*Your task*: Reprint every line of the data, keeping each character intact.

Material for this task START

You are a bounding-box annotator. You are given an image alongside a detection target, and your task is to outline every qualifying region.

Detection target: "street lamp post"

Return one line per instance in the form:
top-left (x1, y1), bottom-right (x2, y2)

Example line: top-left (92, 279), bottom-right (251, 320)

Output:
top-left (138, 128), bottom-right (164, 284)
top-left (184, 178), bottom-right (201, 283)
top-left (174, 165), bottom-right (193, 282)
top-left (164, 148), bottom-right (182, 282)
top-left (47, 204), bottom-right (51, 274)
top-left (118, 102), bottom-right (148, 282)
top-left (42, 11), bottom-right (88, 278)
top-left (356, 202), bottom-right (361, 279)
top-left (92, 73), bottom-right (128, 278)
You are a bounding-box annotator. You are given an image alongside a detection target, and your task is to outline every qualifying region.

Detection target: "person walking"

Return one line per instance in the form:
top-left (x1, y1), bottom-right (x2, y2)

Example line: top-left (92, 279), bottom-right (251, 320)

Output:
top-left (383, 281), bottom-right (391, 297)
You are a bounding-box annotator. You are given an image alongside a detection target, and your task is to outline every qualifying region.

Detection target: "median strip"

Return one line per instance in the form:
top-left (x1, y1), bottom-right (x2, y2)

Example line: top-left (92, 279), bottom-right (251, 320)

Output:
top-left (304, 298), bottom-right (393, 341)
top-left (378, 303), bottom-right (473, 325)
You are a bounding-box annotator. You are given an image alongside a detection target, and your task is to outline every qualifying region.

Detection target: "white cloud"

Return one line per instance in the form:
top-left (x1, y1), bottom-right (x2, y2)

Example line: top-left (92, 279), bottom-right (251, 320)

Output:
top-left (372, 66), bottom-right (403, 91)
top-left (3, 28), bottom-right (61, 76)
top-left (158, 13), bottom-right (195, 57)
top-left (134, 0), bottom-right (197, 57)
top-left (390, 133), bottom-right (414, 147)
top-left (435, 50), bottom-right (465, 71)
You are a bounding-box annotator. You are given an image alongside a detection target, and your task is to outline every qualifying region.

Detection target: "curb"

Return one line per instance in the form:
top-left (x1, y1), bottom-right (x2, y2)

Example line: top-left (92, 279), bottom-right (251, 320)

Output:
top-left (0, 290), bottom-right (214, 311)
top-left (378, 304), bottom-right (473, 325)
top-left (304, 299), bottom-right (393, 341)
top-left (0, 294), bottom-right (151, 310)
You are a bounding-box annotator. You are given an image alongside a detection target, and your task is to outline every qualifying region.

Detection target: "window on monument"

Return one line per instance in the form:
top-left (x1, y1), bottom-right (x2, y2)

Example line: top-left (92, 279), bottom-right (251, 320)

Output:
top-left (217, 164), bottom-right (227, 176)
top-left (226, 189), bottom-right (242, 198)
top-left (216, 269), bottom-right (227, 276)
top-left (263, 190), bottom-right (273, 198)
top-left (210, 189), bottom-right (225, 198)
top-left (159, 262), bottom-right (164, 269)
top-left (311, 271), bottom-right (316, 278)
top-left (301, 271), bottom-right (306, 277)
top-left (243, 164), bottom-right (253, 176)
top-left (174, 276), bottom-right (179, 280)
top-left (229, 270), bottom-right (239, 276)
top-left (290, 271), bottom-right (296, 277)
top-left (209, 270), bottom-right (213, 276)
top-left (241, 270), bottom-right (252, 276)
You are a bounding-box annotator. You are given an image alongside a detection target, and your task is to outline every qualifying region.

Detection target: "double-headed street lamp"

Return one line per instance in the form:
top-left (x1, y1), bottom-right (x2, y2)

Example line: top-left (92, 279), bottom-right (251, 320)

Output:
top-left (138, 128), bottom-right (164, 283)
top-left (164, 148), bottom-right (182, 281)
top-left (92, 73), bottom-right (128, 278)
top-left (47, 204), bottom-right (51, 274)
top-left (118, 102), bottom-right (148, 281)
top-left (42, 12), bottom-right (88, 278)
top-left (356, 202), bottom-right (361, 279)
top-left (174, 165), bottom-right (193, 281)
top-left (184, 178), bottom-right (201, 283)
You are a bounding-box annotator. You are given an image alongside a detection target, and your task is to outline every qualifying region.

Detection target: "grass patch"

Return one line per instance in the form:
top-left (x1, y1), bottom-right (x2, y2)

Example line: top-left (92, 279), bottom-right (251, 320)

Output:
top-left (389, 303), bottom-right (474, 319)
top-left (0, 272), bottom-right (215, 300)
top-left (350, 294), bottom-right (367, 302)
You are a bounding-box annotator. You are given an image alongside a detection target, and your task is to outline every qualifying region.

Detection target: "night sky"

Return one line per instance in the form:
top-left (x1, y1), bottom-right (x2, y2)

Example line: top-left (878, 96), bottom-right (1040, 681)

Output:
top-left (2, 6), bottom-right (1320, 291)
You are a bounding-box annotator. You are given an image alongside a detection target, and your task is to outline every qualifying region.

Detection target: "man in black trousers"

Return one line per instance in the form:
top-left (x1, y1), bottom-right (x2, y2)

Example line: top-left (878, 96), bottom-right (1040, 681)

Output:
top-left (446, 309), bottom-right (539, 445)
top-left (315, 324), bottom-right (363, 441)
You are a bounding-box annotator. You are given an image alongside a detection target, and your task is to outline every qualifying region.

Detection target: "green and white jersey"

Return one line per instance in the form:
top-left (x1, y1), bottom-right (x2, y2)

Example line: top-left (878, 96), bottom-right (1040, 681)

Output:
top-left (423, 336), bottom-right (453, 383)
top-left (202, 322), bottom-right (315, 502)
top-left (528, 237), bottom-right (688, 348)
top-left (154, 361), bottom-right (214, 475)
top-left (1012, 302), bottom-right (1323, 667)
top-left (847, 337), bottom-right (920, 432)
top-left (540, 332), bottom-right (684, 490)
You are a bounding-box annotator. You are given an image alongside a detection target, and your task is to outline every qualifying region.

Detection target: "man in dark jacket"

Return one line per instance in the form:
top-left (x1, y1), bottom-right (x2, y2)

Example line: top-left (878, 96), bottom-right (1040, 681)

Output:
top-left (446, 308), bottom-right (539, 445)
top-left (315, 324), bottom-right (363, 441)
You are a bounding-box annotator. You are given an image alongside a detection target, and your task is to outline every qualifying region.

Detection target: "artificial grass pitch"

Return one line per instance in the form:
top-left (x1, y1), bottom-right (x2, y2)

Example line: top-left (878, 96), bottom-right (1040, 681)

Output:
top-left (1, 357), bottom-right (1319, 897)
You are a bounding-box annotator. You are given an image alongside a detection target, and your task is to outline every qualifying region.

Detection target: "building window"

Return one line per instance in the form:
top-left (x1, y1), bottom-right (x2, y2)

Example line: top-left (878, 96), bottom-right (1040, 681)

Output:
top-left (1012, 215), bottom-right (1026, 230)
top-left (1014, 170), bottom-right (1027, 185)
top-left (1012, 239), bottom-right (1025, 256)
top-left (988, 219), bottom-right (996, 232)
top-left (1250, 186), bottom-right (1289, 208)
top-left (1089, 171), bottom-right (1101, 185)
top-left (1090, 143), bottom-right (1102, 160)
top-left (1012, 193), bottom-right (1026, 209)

Material for this task END

*Reply*:
You are a bounding-box annotator. You are given an image alongside a detection target, and your task is to outline every qualifying region.

Detection target: "street lamp post"

Return one line per instance in the form:
top-left (x1, y1), bottom-right (x2, y2)

Example line: top-left (92, 279), bottom-right (251, 320)

Output:
top-left (138, 128), bottom-right (164, 284)
top-left (184, 178), bottom-right (201, 283)
top-left (174, 165), bottom-right (193, 282)
top-left (164, 148), bottom-right (182, 282)
top-left (47, 204), bottom-right (51, 274)
top-left (118, 102), bottom-right (148, 282)
top-left (42, 11), bottom-right (88, 278)
top-left (356, 202), bottom-right (361, 279)
top-left (92, 73), bottom-right (128, 278)
You are a bounding-box annotator. You are given an image alongside a detection target, and your task is to outline every qualifying region.

Detection target: "person walking"

Return one line per instance in the form:
top-left (x1, y1), bottom-right (x2, y2)

Example line: top-left (92, 279), bottom-right (251, 320)

Output:
top-left (383, 281), bottom-right (391, 297)
You are a bounding-box annotator. You are given an image alongside a detection target, and your task is to outline every qualifying region.

Detection target: "median strip"

Return one line per instance in the form:
top-left (x1, y1), bottom-right (x2, y2)

Example line: top-left (92, 279), bottom-right (251, 320)

Output:
top-left (304, 298), bottom-right (393, 341)
top-left (378, 303), bottom-right (473, 325)
You are a bounding-box annotator. You are given an image alongside a detection target, and your task is to outline every qualifying region.

Detection target: "white cloud"

Return one line per instance in the form:
top-left (x1, y1), bottom-right (x2, y2)

Example line: top-left (92, 279), bottom-right (251, 320)

Output:
top-left (372, 66), bottom-right (403, 91)
top-left (3, 28), bottom-right (61, 76)
top-left (158, 13), bottom-right (195, 57)
top-left (134, 0), bottom-right (197, 57)
top-left (390, 133), bottom-right (414, 147)
top-left (435, 50), bottom-right (465, 71)
You are a bounding-box annotator. You are given an image alongside a detection target, and your task is to outline every qualifying region.

Detection target: "curb"

Return one line per instance in the form:
top-left (x1, y1), bottom-right (x2, y2)

Example line: top-left (92, 279), bottom-right (251, 320)

Output:
top-left (0, 290), bottom-right (214, 311)
top-left (378, 304), bottom-right (473, 325)
top-left (304, 299), bottom-right (393, 341)
top-left (0, 294), bottom-right (151, 310)
You are a bounding-box annotator. You are given an image alongside a detection target, and your task is to outline every qualifying region.

Detection target: "window on monument"

Return one line per instance in the form:
top-left (x1, y1), bottom-right (x2, y2)

Example line: top-left (92, 279), bottom-right (251, 320)

Output:
top-left (217, 164), bottom-right (227, 176)
top-left (226, 189), bottom-right (242, 198)
top-left (216, 269), bottom-right (227, 276)
top-left (263, 190), bottom-right (273, 198)
top-left (210, 189), bottom-right (225, 198)
top-left (159, 262), bottom-right (164, 269)
top-left (311, 271), bottom-right (316, 278)
top-left (301, 271), bottom-right (306, 277)
top-left (243, 164), bottom-right (253, 176)
top-left (174, 276), bottom-right (179, 280)
top-left (229, 270), bottom-right (239, 276)
top-left (290, 271), bottom-right (296, 277)
top-left (209, 270), bottom-right (213, 276)
top-left (241, 270), bottom-right (252, 276)
You are a bounding-box annotator. You are given an image alongside a detection target, and your task is to outline every qualifying region.

Detection target: "double-headed street lamp"

Return one line per instance in the form:
top-left (x1, y1), bottom-right (x2, y2)

Example line: top-left (92, 279), bottom-right (251, 320)

Output:
top-left (138, 128), bottom-right (164, 283)
top-left (164, 148), bottom-right (182, 281)
top-left (92, 73), bottom-right (128, 278)
top-left (47, 204), bottom-right (51, 274)
top-left (118, 102), bottom-right (148, 281)
top-left (42, 12), bottom-right (88, 278)
top-left (356, 202), bottom-right (361, 279)
top-left (174, 165), bottom-right (193, 281)
top-left (184, 178), bottom-right (201, 283)
You are a bounding-box annotator. You are given an image alongside a detection target, and your task is to outline every qualifying region.

Detection target: "grass patch"

Return one line per instance in the form:
top-left (x1, y1), bottom-right (x2, y2)

Example line: top-left (92, 279), bottom-right (251, 320)

Output:
top-left (389, 303), bottom-right (474, 319)
top-left (0, 272), bottom-right (215, 300)
top-left (350, 294), bottom-right (367, 302)
You are a bounding-box annotator. You are given an image alongside a detection target, and your task is to outline every qualifying region.

Detection target: "night sky"

Return one line per instance in the form:
top-left (x1, y1), bottom-right (x2, y2)

Example line: top-left (878, 96), bottom-right (1040, 681)

Output:
top-left (2, 6), bottom-right (1320, 291)
You are a bounding-box annotator. You are given an image alongside a detection target, and your task is to outline every qualifying region.

Detection target: "man in black trousers"

Return one line per instance in the form:
top-left (x1, y1), bottom-right (x2, y2)

Example line: top-left (878, 96), bottom-right (1040, 681)

Output:
top-left (446, 309), bottom-right (539, 445)
top-left (315, 324), bottom-right (363, 441)
You are a bounding-box annotator. You are given an image alongside a detection target, and your task is to outline every qualifying region.

Detection target: "green and white jersey"

Return one line per instance in the form:
top-left (x1, y1), bottom-right (x2, y2)

Example line: top-left (878, 96), bottom-right (1040, 681)

Output:
top-left (423, 336), bottom-right (453, 383)
top-left (202, 322), bottom-right (315, 502)
top-left (528, 237), bottom-right (688, 348)
top-left (154, 361), bottom-right (214, 475)
top-left (1012, 302), bottom-right (1323, 667)
top-left (847, 337), bottom-right (920, 432)
top-left (540, 332), bottom-right (684, 490)
You are a bounding-box annotator. You are given an image alongside a detection target, and your task is to outline every qualifying region.

Detection target: "man in dark jacket"

Return one line per instance in the form:
top-left (x1, y1), bottom-right (x2, y2)

Example line: top-left (878, 96), bottom-right (1040, 681)

Output:
top-left (446, 308), bottom-right (539, 445)
top-left (315, 324), bottom-right (363, 441)
You are a bounding-box annotator. You are given an image alongside a detection target, and your task is to outline every qualifying region.

Detection target: "artificial grass pitch"

Return one line per instance in the form:
top-left (x1, y1), bottom-right (x2, y2)

Example line: top-left (878, 96), bottom-right (1040, 681)

Output:
top-left (1, 357), bottom-right (1319, 897)
You are a bounding-box annotator. You are given an image alongside a detection target, and your task is to outline every qualifying region.

Detection target: "building window"

Return one line per instance in the form:
top-left (x1, y1), bottom-right (x2, y2)

Example line: top-left (878, 96), bottom-right (1040, 681)

Output:
top-left (1012, 215), bottom-right (1026, 230)
top-left (1014, 170), bottom-right (1027, 185)
top-left (1012, 239), bottom-right (1025, 256)
top-left (988, 219), bottom-right (996, 232)
top-left (1250, 186), bottom-right (1289, 208)
top-left (1089, 171), bottom-right (1101, 185)
top-left (1090, 143), bottom-right (1102, 160)
top-left (1012, 193), bottom-right (1026, 209)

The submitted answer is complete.